**Excerpt provided:**
══════════

How Relevant is Marx Today?

[quote]Trocchi wrote:

[quote]Khazad wrote:

What about doctors? What about most engineers? What about the majority of lawyers? They aren’t your typical proletarians, yet they’re usually neither bosses in corporations nor politicians.
What about small, family business?

You want a classless society without any hierarchy.
It would mean that a doctor who spent most of his 20s studying most of the day (and night…), at the cost of his social life, with little free time, would be in the same position as someone who is now working at the lowest wage. Now, one of them works under huge stress, the smallest mistake he makes can cost someone life and cause incredible legal problems. On top of that, he has to keep learning until the retirement. The other one goes to work in the morning, spends there ~8 hours and comes back home. His position doesn’t require a lot of thinking. There is little stress related to his job. If he makes even a big mistake, even in the worst case he’ll just lose his job. Not be put in jail for many years along with a 6 figure+ fine.
When he comes back home, he can totally forget about his job. He doesn’t have to keep learning, maybe he has to participate in one, short and relatively easy course/training a year.
Now, how can these 2 jobs be compared? Do you really think there should be no difference between people holding those positions?
If you don’t like the example of doctors, what about computer scientists or electrical engineers? The stress and responsibility is much lower than in the case of doctors, but they still are there. Both jobs require many years of hard training and constant learning and improvements later.

══════════

**Supplied data:**
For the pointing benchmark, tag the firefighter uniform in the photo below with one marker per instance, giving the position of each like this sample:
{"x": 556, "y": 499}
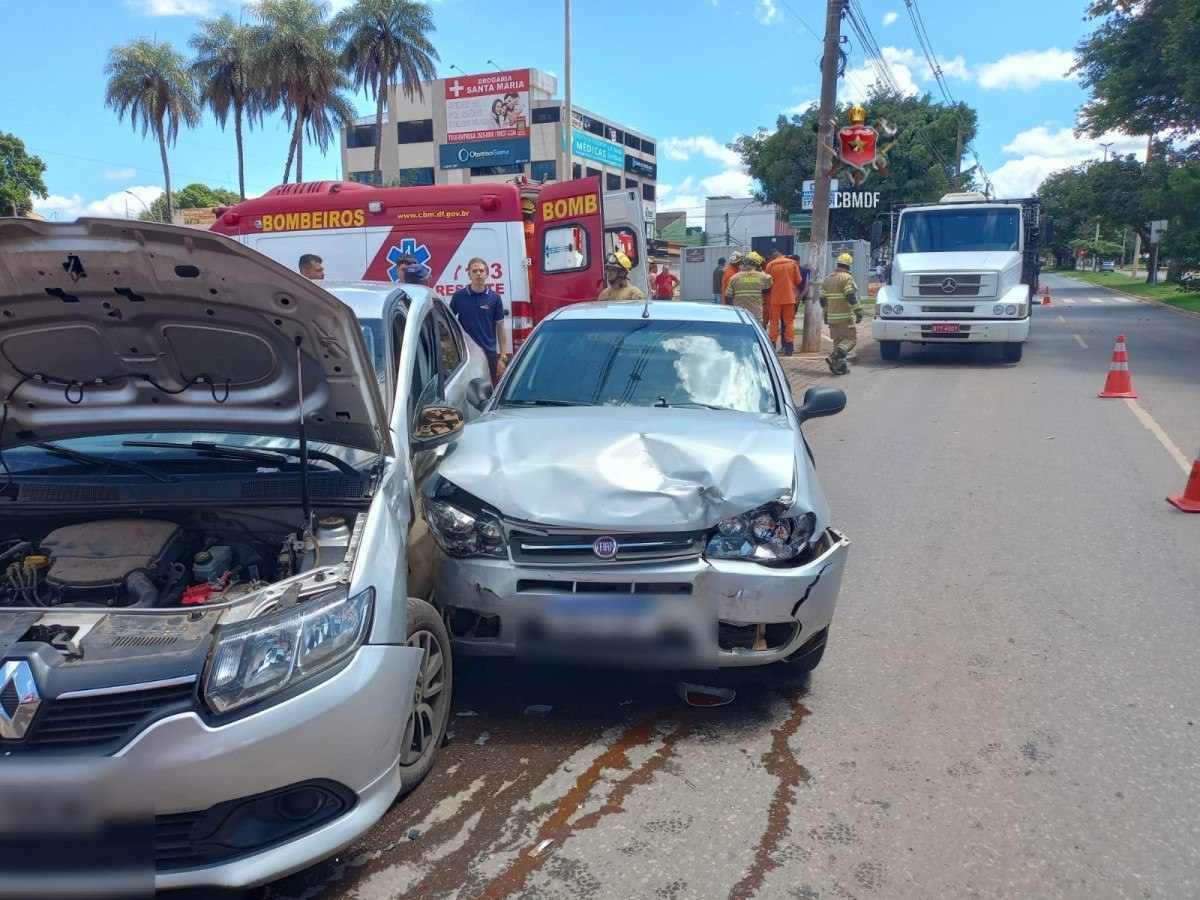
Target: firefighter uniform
{"x": 839, "y": 298}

══════════

**Exercises to complete:**
a) According to the forum post on Marx's relevance, roughly how many hours does the lower-wage worker spend at work?
b) Translate this sentence from the forum post on Marx's relevance into Spanish: "His position doesn’t require a lot of thinking."
c) Write a continuation of the forum post on Marx's relevance, picking up after its last sentence.
The material was drawn from a different source than the forum post.

**Outputs in order:**
a) About 8 hours.

b) Su puesto no requiere pensar mucho.

c)
Should they really be in the same position in the society as someone who is handing out flyers

Somebody who has what it takes to become a doctor or electrical engineer, should be granted a chance to become one, whether he comes from a rich or poor family. A chance. If he has what it takes.

Why someone who studies for years and then works on a demanding position requiring high skills, under huge responsibility, should be given the same position in the society as someone who doesn’t?

You don’t deserve a high position in the society just because you want it. You have to earn it.

By the way, I don’t live in America.[/quote]

Things must be different in Poland.

In the UK all the trainee doctors I know really want to be doctors to ‘be doctors’, all the doctors I know love their jobs and would do it for minimum wage.

Most students doing ‘years of hard training (doctors included)’ get selected on the basis of the hard work (lol) they did between ages 15-18. They also do it because they like it and are interested in it, and a large part of uni is that it is a lot of fun!

Nurses are a better example - they have loads of responsibility, essential to society, have to learn all their lives, and they get paid next to nothing and have very little respect! Or even care workers.

And tbh what do you think is more enjoyable - sitting in a comfy office designing electrical circuits or 12 hour days scrubbing the piss off public loo floors or caring full time for a disabled person (inc dressing them, wiping them etc)?

Who on the basis of the actual hardship and reality of their job deserves a high status in society - and who isn’t really deserving of that much?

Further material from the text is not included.